Copy out all the rows below, switching each "one per line" to "one on each line" and changing nothing else. Omit the pictures from your copy.

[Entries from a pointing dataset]
□ □ □ □ □ □ □

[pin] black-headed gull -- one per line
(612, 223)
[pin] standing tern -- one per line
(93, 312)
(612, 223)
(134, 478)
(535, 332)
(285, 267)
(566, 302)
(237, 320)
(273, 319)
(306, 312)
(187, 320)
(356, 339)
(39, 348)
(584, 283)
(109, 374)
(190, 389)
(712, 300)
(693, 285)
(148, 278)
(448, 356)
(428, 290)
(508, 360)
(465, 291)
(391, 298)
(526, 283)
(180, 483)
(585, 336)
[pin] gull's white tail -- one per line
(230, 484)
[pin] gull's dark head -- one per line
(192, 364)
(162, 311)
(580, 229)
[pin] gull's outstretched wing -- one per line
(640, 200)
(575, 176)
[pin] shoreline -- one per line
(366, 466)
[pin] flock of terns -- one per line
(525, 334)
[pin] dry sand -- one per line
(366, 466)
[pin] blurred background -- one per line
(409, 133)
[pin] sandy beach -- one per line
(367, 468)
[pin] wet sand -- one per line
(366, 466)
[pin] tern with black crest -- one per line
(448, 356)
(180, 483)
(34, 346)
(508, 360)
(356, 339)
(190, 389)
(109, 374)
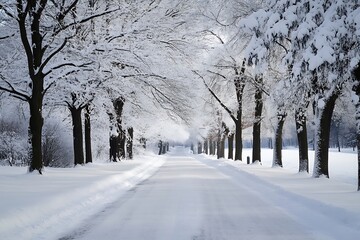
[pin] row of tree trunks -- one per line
(322, 135)
(256, 151)
(277, 156)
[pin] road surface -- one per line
(193, 198)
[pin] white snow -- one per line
(191, 194)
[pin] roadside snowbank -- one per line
(42, 207)
(338, 191)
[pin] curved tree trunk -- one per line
(77, 135)
(230, 145)
(256, 150)
(206, 148)
(130, 143)
(356, 90)
(87, 126)
(277, 158)
(322, 135)
(199, 147)
(117, 135)
(35, 125)
(301, 132)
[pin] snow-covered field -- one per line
(49, 206)
(43, 207)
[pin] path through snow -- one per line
(191, 197)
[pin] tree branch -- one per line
(66, 64)
(52, 55)
(7, 12)
(217, 98)
(84, 20)
(1, 38)
(15, 93)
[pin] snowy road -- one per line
(200, 199)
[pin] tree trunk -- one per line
(87, 126)
(239, 87)
(35, 125)
(199, 148)
(113, 139)
(322, 135)
(230, 145)
(120, 142)
(238, 141)
(356, 89)
(256, 150)
(129, 144)
(77, 135)
(277, 158)
(206, 148)
(211, 147)
(160, 147)
(301, 132)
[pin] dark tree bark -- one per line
(277, 161)
(301, 131)
(214, 143)
(77, 135)
(239, 87)
(36, 124)
(356, 90)
(321, 166)
(256, 150)
(143, 142)
(87, 126)
(239, 82)
(161, 147)
(117, 141)
(206, 147)
(211, 147)
(231, 145)
(199, 148)
(129, 143)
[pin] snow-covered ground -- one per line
(34, 206)
(55, 204)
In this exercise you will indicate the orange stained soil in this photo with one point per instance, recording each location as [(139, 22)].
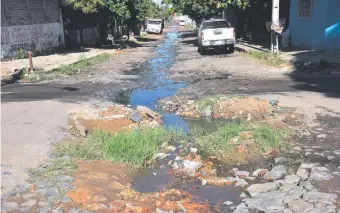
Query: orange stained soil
[(106, 187)]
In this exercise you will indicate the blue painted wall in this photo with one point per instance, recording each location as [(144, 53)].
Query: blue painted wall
[(322, 31)]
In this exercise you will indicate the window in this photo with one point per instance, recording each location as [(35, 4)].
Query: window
[(305, 9)]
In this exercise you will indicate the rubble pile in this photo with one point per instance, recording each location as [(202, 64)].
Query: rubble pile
[(114, 118)]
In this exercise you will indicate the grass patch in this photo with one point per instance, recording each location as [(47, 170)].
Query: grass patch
[(134, 148), (228, 138), (56, 167), (82, 63), (270, 59)]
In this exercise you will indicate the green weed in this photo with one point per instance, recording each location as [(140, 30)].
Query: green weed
[(134, 148), (268, 58), (228, 137), (82, 63)]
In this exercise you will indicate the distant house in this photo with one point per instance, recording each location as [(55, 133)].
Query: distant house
[(30, 25), (315, 24)]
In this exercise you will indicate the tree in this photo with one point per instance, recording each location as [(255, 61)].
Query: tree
[(205, 9)]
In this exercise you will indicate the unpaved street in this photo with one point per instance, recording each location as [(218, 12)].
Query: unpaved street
[(170, 73)]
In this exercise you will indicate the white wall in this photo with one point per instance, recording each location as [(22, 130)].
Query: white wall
[(38, 37)]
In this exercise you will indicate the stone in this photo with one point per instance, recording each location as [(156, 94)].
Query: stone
[(307, 63), (319, 174), (337, 152), (307, 185), (160, 156), (259, 172), (267, 202), (207, 111), (280, 160), (241, 174), (65, 178), (73, 210), (49, 192), (45, 209), (29, 203), (302, 173), (227, 203), (58, 210), (300, 206), (42, 184), (135, 116), (243, 195), (44, 203), (9, 206), (321, 136), (297, 148), (170, 149), (307, 166), (190, 167), (278, 172), (292, 179), (320, 169), (148, 111), (320, 197), (307, 153), (241, 182), (65, 199), (257, 189), (241, 208), (81, 129), (193, 150)]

□ □ □ □ □ □ □

### Result of this task
[pin] black-headed gull -- one on each line
(612, 223)
[pin] standing tern -- one on each line
(93, 312)
(612, 223)
(134, 478)
(535, 332)
(285, 267)
(566, 302)
(237, 320)
(273, 319)
(306, 312)
(187, 320)
(356, 339)
(39, 348)
(584, 283)
(109, 374)
(190, 389)
(712, 300)
(693, 285)
(148, 278)
(448, 356)
(428, 290)
(508, 360)
(465, 291)
(391, 298)
(526, 283)
(180, 483)
(585, 336)
[pin] gull's white tail -- one on each line
(230, 484)
[pin] gull's dark head -- one on each line
(192, 364)
(162, 311)
(580, 229)
[pin] gull's outstretched wing -- one on each line
(640, 200)
(575, 176)
[pin] shoreline -- one on each line
(366, 466)
[pin] flock of terns -- one on each line
(525, 334)
[pin] dry sand -- one on each line
(366, 466)
[pin] blurred background -- one on each line
(409, 133)
[pin] sandy beach -- one on each line
(367, 468)
[pin] wet sand -- one on each line
(366, 466)
[pin] tern with black crest -- one on each line
(448, 356)
(180, 483)
(34, 346)
(508, 360)
(356, 339)
(190, 389)
(109, 374)
[pin] row of tree trunks -- one on each line
(322, 135)
(256, 151)
(277, 156)
[pin] road surface -- one on each line
(193, 198)
[pin] white snow -- one on each line
(191, 194)
[pin] roadside snowbank -- one on each line
(42, 207)
(338, 191)
[pin] curved tree trunk -- one on each line
(77, 135)
(230, 145)
(256, 150)
(206, 148)
(130, 143)
(356, 90)
(87, 126)
(277, 158)
(322, 135)
(199, 147)
(117, 135)
(35, 125)
(301, 132)
[pin] snow-covered field -- one on each line
(49, 206)
(43, 207)
[pin] path through snow -- one on each line
(191, 197)
[pin] tree branch -- one on each line
(66, 64)
(52, 55)
(7, 12)
(217, 98)
(84, 20)
(1, 38)
(15, 93)
[pin] snowy road -- one on each line
(200, 199)
[pin] tree trunk -- one on each line
(87, 126)
(239, 87)
(35, 125)
(199, 148)
(113, 139)
(322, 135)
(230, 145)
(120, 142)
(238, 141)
(356, 89)
(256, 150)
(129, 144)
(77, 135)
(277, 158)
(206, 148)
(211, 147)
(160, 147)
(301, 132)
[pin] dark tree bark -- one on each line
(277, 161)
(301, 131)
(214, 143)
(77, 135)
(239, 87)
(36, 124)
(356, 90)
(321, 166)
(256, 150)
(143, 142)
(87, 126)
(239, 82)
(161, 147)
(117, 141)
(206, 147)
(211, 147)
(231, 145)
(199, 148)
(129, 143)
[pin] snow-covered ground -- one on each line
(34, 206)
(55, 204)
In this exercise you will indicate the orange stained soil in this photo with one point per instance, recording each location as [(139, 22)].
Query: orange stained soil
[(106, 187)]
In this exercise you will indicate the blue painted wall in this photo with one point per instance, recording each location as [(144, 53)].
Query: blue painted wall
[(322, 31)]
In this exercise you will indicate the window in this photo with one point per instance, recording each location as [(35, 4)].
Query: window
[(305, 9)]
In this exercise you will indicate the rubble pile in this photo with one point per instance, recording each location as [(202, 64)].
Query: rubble pile
[(114, 118)]
In this exercise you will indicate the grass patch in this photo with one point per instance, recording each location as [(47, 170)].
Query: grass patch
[(134, 148), (228, 138), (56, 167), (82, 63), (270, 59)]
In this exercise you will indicate the green weed in this photo with one point per instance, recording each location as [(140, 30)].
Query: green weed
[(134, 148), (268, 58), (228, 137), (82, 63)]
In this exercise you will indicate the distant house in this photo with one point per instance, recording each location as [(55, 133)].
Query: distant house
[(30, 25), (315, 24)]
In this exercise you will indicate the tree in this photo with one point per instance, recording each location as [(255, 61)].
Query: tree
[(205, 9)]
In this exercise you will indicate the unpaved street in this photo with one point per instance, recording each location as [(218, 12)].
Query: unpaved street
[(170, 73)]
In this exercise you will indicate the white wall in this photo with one point per instance, recording each location as [(22, 130)].
Query: white wall
[(38, 37)]
In this exercise you will indicate the stone in this photo with one point per instance, recording each location as [(156, 94)].
Query: stone
[(307, 63), (319, 174), (337, 152), (307, 185), (160, 156), (259, 172), (267, 202), (207, 111), (280, 160), (241, 174), (65, 178), (73, 210), (49, 192), (45, 209), (29, 203), (302, 173), (227, 203), (58, 210), (300, 206), (42, 184), (135, 116), (243, 195), (44, 203), (9, 206), (321, 136), (297, 148), (170, 149), (307, 166), (190, 167), (278, 172), (292, 179), (320, 169), (148, 111), (320, 197), (307, 153), (241, 182), (65, 199), (257, 189), (241, 208), (81, 129), (193, 150)]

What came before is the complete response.